GIVEN PROBLEM: In the data below, change "bison horn" to "left horn" throughout the stretch from the line containing "The client has asked us to locate the grass" through the line containing "[534,291,650,338]". Reproduce only that stretch, leaving everything else unchanged.

[Rows of box annotation data]
::::::::::
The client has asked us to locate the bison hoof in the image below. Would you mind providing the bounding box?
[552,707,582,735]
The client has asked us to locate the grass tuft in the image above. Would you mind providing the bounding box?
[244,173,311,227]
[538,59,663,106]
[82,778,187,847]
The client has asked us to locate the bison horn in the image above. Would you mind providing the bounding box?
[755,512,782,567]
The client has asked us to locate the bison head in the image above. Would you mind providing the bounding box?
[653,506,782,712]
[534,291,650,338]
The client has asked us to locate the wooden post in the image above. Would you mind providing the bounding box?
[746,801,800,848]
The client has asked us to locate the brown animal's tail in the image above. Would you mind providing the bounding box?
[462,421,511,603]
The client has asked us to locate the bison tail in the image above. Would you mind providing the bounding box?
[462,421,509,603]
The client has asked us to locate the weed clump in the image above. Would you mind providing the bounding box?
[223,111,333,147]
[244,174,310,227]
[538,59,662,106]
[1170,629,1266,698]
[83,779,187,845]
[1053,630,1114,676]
::::::::::
OUTPUT FOR THIS EXERCISE:
The client has asked us to locate the grass tuft in the image above. Would you mind providing the bounding box?
[244,173,311,227]
[538,59,663,106]
[82,778,187,847]
The client has asked us to locate the left horn in the image above. Would you mind providing the bounding box?
[755,512,782,567]
The client has asked us to locate the bison head in the image above. Would you mind providing the bounding box?
[653,506,782,712]
[534,291,650,338]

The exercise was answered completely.